** start ENTRIES PROVIDED **

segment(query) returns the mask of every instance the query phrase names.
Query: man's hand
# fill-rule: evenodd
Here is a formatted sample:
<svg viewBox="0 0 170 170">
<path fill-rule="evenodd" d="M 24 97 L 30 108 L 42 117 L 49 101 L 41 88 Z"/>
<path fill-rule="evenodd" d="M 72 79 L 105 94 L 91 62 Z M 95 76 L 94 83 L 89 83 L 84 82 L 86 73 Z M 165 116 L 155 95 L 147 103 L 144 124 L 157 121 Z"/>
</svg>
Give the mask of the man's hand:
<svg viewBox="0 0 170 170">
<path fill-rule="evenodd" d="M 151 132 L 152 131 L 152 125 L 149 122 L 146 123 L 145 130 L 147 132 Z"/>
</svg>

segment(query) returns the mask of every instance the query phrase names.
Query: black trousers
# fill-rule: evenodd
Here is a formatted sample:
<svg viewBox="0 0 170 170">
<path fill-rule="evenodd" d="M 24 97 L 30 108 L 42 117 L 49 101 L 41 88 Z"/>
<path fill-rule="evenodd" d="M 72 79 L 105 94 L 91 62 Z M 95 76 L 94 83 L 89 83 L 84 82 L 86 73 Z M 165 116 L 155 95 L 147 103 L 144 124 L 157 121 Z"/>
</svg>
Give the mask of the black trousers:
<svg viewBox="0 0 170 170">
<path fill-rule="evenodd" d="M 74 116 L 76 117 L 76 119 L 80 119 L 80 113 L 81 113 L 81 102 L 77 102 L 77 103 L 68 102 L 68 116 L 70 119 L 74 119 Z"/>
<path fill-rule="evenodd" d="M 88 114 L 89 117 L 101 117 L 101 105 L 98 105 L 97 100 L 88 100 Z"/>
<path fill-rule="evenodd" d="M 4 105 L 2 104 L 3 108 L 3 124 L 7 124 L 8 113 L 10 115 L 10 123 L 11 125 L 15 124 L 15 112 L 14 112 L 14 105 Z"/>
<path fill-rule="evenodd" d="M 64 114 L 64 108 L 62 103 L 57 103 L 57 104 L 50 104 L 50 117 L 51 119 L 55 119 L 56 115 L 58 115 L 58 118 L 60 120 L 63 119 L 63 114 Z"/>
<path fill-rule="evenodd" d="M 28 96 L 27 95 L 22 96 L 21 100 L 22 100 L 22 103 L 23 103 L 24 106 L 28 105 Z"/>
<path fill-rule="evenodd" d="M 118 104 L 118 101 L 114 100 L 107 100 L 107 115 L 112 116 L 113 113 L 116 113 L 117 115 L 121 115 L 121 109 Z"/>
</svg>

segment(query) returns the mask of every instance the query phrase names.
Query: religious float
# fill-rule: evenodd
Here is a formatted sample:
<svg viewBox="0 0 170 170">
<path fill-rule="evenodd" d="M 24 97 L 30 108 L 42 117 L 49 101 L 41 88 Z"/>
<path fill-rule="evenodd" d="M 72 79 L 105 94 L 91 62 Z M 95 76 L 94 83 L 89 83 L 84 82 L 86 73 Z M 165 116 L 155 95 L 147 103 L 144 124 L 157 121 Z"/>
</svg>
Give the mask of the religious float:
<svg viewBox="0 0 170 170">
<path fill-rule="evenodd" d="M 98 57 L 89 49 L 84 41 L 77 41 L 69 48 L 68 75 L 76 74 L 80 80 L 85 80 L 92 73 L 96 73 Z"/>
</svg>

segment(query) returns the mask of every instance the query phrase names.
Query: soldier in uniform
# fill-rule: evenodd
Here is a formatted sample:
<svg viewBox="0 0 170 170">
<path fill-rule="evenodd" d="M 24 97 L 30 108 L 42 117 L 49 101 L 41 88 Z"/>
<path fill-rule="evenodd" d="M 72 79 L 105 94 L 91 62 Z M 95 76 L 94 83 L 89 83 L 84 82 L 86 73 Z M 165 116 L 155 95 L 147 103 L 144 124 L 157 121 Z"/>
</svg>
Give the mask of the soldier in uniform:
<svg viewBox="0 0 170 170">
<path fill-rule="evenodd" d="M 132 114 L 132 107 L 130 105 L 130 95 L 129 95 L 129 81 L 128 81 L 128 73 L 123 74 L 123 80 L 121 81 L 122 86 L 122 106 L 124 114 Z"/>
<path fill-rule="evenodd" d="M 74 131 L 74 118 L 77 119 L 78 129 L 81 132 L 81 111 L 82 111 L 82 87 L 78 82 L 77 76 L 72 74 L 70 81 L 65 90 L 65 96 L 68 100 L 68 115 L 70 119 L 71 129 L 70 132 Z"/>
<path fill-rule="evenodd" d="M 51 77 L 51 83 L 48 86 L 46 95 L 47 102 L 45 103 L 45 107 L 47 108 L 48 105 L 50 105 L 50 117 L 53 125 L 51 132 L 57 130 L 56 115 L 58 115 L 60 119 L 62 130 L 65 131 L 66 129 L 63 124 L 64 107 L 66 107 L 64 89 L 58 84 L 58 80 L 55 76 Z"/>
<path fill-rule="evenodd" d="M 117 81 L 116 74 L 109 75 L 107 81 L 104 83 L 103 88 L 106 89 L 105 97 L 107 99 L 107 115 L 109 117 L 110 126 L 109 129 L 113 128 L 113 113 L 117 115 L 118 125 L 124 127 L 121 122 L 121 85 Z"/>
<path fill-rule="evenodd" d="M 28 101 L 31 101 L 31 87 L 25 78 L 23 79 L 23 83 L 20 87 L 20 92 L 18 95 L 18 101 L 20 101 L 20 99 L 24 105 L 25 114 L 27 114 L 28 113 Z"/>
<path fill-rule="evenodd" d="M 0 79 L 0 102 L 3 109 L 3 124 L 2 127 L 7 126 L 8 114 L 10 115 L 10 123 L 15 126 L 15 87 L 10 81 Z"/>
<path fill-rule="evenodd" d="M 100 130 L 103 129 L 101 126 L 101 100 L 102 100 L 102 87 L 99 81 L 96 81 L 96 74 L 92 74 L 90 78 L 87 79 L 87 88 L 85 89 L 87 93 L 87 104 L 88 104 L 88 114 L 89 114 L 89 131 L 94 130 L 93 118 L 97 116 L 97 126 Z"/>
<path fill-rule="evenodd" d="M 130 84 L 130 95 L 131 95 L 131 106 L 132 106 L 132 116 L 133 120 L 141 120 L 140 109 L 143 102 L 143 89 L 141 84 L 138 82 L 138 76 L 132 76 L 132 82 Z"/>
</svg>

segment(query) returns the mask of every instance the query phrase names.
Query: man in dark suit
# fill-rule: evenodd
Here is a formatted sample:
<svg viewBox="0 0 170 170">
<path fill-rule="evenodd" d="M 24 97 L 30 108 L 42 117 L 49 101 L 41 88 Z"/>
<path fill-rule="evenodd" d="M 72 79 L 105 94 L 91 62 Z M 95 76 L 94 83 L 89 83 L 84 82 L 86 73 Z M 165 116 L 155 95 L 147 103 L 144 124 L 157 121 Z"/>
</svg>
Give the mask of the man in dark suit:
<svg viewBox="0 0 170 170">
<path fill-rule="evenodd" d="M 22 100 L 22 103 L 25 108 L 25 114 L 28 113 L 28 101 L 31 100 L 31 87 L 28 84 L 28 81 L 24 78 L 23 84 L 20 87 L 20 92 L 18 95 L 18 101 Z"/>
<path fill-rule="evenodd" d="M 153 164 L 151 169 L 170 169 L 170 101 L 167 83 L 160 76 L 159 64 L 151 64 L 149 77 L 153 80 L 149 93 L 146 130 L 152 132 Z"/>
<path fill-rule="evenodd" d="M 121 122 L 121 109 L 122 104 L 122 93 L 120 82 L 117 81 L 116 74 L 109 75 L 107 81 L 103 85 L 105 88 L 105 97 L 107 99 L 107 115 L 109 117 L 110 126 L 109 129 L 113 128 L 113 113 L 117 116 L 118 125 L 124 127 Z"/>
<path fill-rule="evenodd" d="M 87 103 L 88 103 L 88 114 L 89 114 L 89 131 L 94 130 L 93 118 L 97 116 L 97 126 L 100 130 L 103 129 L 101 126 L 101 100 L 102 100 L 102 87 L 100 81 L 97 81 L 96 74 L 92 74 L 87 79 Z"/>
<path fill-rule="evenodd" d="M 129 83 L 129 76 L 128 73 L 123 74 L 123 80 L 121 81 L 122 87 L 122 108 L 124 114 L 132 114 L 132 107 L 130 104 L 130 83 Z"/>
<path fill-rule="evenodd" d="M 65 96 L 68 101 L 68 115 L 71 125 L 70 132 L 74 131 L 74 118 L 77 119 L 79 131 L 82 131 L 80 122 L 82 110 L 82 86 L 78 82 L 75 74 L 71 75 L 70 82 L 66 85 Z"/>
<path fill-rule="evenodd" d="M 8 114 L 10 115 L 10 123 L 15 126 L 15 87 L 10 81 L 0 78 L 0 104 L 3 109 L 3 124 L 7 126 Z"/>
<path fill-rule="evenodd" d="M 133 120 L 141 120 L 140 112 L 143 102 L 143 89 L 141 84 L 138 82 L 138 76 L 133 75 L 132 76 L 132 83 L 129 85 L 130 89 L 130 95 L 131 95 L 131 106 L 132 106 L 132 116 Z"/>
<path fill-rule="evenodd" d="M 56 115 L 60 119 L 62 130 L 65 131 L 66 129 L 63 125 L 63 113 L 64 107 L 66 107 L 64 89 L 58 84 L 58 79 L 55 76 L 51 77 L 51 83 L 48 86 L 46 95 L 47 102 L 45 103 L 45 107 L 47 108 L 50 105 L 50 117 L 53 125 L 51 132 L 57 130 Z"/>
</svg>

** end ENTRIES PROVIDED **

**WHAT IS REQUIRED**
Count the lines in the material above that contain the word "Give". Reply with the number only.

**RESULT**
5